Document text:
╔══

Saturday, November 23

By ONGAMA MTIMKA

Until there can be guarantees that the health and well-being of every South African can be protected, government should not be bullied into recklessly opening the economy by those who have power to litigate or inflict one form of limitation or another on state action.

The South African government must not be pressured to accede to the demands of the rich and powerful even in ways that could endanger the rest of society. Doing so would simply give the former a free pass to escape the consequences of their globally oriented and risky lifestyle and to go back to their extractive ways while the poor bear the most burden.

Granted, the state is obligated to ensure that responses to the spread of the Covid19 pandemic continue to outweigh both the former and the latter’s total negative consequences. As such, the government’s risk adjusted approach with varying levels of state-led responses are supported.

However, what is crucial for that decision to be made by the state is sufficient quantitative and qualitative data. With all the modelling exercises that our information driven-world has been able to produce and rely on, it should not be that difficult to come up with holistic scenarios for discussion. Quite sadly, that data has not been forthcoming, or it has been skewed towards narrow economic projections with no regard for social and environmental aspects.

╚══

Information given:
╔══

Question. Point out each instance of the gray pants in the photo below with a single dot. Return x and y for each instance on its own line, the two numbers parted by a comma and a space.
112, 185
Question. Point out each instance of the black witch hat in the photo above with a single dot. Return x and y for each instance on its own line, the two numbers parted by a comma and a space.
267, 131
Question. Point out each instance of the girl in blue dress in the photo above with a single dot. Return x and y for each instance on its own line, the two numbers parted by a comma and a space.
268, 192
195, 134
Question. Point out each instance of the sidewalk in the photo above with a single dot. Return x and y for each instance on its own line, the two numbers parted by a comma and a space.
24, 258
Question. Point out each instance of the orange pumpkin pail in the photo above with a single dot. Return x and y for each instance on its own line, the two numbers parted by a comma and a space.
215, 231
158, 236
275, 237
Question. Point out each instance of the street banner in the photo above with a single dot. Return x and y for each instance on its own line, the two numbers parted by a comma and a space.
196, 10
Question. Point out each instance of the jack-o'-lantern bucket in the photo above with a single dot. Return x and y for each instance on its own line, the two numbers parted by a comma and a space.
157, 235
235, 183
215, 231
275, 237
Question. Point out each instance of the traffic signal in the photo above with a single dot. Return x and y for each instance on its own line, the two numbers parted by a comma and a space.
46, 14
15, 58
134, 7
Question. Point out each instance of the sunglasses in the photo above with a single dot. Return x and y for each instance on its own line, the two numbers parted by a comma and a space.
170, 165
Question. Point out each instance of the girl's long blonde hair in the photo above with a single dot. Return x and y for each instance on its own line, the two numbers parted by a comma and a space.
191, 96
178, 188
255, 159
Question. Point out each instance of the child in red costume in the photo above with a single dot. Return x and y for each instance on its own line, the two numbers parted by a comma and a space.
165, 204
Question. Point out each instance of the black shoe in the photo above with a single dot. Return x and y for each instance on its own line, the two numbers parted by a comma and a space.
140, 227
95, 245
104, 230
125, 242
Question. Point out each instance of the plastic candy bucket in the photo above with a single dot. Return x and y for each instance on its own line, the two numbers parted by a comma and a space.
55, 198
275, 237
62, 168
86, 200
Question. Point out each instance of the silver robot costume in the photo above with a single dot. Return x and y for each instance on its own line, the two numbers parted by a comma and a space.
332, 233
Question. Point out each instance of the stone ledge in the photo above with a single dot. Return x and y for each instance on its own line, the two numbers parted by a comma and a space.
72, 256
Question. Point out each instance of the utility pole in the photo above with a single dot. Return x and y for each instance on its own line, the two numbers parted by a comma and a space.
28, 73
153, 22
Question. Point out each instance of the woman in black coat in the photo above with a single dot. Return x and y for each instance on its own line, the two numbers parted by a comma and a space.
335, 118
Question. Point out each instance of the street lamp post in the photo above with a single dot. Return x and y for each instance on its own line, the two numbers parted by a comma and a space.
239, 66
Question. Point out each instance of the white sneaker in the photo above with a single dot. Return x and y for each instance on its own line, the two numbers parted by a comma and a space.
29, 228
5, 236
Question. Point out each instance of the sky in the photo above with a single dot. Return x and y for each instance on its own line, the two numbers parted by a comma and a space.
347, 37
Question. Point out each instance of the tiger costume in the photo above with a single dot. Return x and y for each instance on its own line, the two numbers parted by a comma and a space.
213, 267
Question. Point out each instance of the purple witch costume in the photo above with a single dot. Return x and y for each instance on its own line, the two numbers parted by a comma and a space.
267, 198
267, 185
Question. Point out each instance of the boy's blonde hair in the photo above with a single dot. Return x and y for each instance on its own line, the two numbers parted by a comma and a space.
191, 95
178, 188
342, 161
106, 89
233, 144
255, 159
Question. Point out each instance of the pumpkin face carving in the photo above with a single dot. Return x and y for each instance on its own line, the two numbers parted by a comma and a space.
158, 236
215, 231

╚══

Tasks:
1. Summarize the opinion piece on reopening South Africa's economy in two sentences.
2. Write the next part of the opinion piece on reopening South Africa's economy, picking up after its final paragraph.

Outputs for the tasks:
1. The piece argues that South Africa's government should not be pressured by the rich and powerful into recklessly reopening the economy before every citizen's health can be protected, because that would let them escape the consequences of their risky lifestyle while the poor bear most of the burden. It supports the state's risk-adjusted approach but holds that such decisions require sufficient quantitative and qualitative data, which has not been forthcoming or has been skewed toward narrow economic projections that ignore social and environmental aspects.

2.
Numbers aside, there is a very disingenuous aspect to the pressure that is brought on government to reopen the economy. Among other things, it includes the failure to be completely transparent about who stands to gain or lose from the various approaches government is pressured to take and what the aggregated consequences mean for the country.

Many people in South Africa acknowledge wholeheartedly that there is inequality in the country and various crises affect everyone differently. Notwithstanding this general agreement, few accord it the necessarily recognition when it matters most in our politics and choices.

For instance, incomes drawn from the economy mostly benefit a tiny fraction of the people in the country. These people belong to that part in our country that is globally integrated and advanced whose economic and social infrastructure belie our “developing country” status.

That economy draws on and continues to supress the growth of the periphery, that part of South African life in which there is poverty, poor social and economic infrastructure, and government neglect. Former president Mbeki called it the first and second economies respectively but the latter is in fact the periphery of the former.

Throughout history, the latter has had to be suppressed so its citizens could continue to be cheap and docile labourers to the first as Sampie Terreblanche and Thembeka Ngcukaitobi state in their seminal works.

This dual nature of socioeconomic reality in South Africa is not some historical fact whose consequences are locked in some in the not so distant past. It influences current politics about whether to open or not to open the economy in practical rather than ideological terms.

When one follows the spread of Covid19 in its early phases, one trend was dominant: the greater an economy was integrated to the world economy, the more likely it would have high infections and the less integrated it was the less the cases of Covid 19. In other words, the world is in crisis because the rich and globally oriented have spread Covid19.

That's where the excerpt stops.